** Start DATA **

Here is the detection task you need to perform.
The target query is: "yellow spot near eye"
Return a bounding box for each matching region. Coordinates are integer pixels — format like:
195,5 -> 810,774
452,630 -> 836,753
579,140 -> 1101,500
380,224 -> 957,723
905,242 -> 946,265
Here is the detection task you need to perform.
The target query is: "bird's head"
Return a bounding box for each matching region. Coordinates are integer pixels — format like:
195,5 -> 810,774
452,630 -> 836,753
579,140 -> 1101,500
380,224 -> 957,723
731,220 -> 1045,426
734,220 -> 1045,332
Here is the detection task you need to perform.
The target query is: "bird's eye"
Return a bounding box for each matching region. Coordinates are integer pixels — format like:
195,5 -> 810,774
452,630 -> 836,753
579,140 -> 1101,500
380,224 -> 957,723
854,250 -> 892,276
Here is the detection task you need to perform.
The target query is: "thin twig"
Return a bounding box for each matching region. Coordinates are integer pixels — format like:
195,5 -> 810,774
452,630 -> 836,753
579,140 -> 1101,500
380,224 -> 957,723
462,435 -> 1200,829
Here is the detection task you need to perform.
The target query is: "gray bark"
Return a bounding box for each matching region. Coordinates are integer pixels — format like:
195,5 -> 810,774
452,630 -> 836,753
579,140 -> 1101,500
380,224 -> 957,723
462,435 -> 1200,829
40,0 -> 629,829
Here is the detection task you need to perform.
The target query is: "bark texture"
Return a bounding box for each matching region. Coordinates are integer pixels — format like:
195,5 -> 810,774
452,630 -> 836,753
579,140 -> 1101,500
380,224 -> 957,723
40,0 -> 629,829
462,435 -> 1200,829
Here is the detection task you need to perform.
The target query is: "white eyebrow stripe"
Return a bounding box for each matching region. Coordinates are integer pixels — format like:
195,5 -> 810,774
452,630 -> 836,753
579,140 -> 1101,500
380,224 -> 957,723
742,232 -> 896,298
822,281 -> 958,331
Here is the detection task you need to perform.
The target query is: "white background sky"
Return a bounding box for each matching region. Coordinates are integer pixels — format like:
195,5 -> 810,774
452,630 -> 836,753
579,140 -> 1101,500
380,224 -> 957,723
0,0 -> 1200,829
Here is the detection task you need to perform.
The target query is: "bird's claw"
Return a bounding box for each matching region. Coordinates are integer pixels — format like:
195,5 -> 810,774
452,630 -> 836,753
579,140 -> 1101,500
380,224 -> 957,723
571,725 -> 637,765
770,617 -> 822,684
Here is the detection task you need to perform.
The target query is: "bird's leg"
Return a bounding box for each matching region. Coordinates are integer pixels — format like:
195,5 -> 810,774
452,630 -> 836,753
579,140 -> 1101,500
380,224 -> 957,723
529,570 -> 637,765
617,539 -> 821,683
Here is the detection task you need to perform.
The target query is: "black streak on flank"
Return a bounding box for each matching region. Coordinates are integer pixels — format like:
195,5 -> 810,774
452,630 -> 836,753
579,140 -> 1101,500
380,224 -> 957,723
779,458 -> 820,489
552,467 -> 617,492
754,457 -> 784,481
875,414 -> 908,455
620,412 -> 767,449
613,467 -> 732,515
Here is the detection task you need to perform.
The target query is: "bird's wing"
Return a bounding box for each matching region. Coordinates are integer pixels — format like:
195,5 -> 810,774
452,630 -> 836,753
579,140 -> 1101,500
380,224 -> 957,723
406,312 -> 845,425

** End DATA **

» **WHAT IS BEING ASKED**: Convert the lines above into a numbered list, omitting any blank lines.

» **OUTPUT BELOW**:
1. Here is the detection task you need to perform.
2. The target query is: "yellow spot near eye"
3. Return a bounding box for each matching region. Coordinates are integer pixels — format like:
4. 195,5 -> 810,774
5. 452,630 -> 836,753
6. 579,140 -> 1101,500
7. 380,224 -> 957,723
8. 905,242 -> 946,265
9. Here is the detection task you need to perform.
10. The target query is: "bird's head"
11. Return a bounding box for each matching region. Coordinates are integer pixels — format like:
12. 195,5 -> 810,774
13. 452,630 -> 836,753
14. 579,140 -> 1101,500
15. 380,224 -> 957,723
16. 731,220 -> 1045,426
17. 734,220 -> 1045,332
18. Here is the detection task you need to perform.
19. The target query is: "bird's eye"
20. Return a bounding box for each matching region. Coordinates are integer pixels — format like:
21. 195,5 -> 810,774
22. 452,630 -> 836,753
23. 579,140 -> 1101,500
24. 380,224 -> 957,723
25. 854,250 -> 892,276
26. Here is the detection task you need to perform.
27. The target query is: "thin twig"
28. Return a bounding box for each matching region. Coordinates are integer pixels — format like:
29. 195,5 -> 810,774
30. 452,630 -> 836,753
31. 579,140 -> 1101,500
32. 380,224 -> 957,723
33. 462,435 -> 1200,829
34. Here is the detection task you need to perform.
35. The target query is: "gray bark"
36. Return a bounding box for each matching region. Coordinates are integer pixels — format like:
37. 195,5 -> 810,774
38. 452,630 -> 836,753
39. 579,140 -> 1101,500
40. 380,224 -> 957,723
41. 462,435 -> 1200,829
42. 40,0 -> 629,829
43. Here is the detection task you need to perform.
44. The target query is: "bark texture"
45. Return a bounding box for each matching region. Coordinates are integer pixels — format like:
46. 195,5 -> 810,774
47. 452,630 -> 836,753
48. 579,140 -> 1101,500
49. 380,224 -> 957,723
50. 40,0 -> 629,829
51. 462,435 -> 1200,829
52. Here is the detection task you need to perform.
53. The target query is: "white eyebrow stripe"
54. Return a bounding box for each matching region. Coordinates are integer pixels — format like:
55. 195,5 -> 810,774
56. 452,630 -> 836,753
57. 579,140 -> 1101,500
58. 380,224 -> 957,723
59. 742,232 -> 896,298
60. 822,281 -> 958,331
61. Here is the detection task you need to perform.
62. The target query is: "white background sky"
63. Return a bounding box for each matching region. Coordinates are integer pixels — format like:
64. 195,5 -> 810,774
65. 452,630 -> 836,753
66. 579,140 -> 1101,500
67. 380,224 -> 957,723
68. 0,0 -> 1200,829
69. Here is the detection task you need to perform.
70. The target query is: "bird's claw"
71. Return a bounding box for each matching region. Coordinates are integer pixels — format like:
72. 195,5 -> 810,774
73. 452,630 -> 836,753
74. 579,140 -> 1101,500
75. 380,224 -> 957,723
76. 571,725 -> 637,765
77. 770,617 -> 822,684
78. Here is the detection task you need to perform.
79. The target query is: "bird's leg"
80. Return a bounding box for each matching region. Coordinates are integer pixels — format like:
81. 195,5 -> 810,774
82. 452,630 -> 836,753
83. 579,140 -> 1101,500
84. 380,224 -> 957,723
85. 529,570 -> 637,765
86. 617,539 -> 821,683
87. Here is the detection task you need to perform.
88. The target query is: "black streak on flank"
89. Return a bounding box for each matching region. Coordinates are integer pixels — format like:
90. 195,5 -> 810,774
91. 452,630 -> 836,753
92. 579,140 -> 1101,500
93. 380,224 -> 957,723
94. 779,458 -> 820,489
95. 552,467 -> 617,492
96. 754,457 -> 784,481
97. 875,414 -> 908,455
98. 620,412 -> 767,449
99. 613,467 -> 732,515
100. Here is the detection task you need to perform.
101. The target query is: "bird's wing"
102. Return a bounding box for each matching region. Coordinates are integer pixels — format like:
103. 195,5 -> 810,774
104. 452,630 -> 836,753
105. 579,140 -> 1101,500
106. 380,224 -> 957,723
107. 406,312 -> 845,425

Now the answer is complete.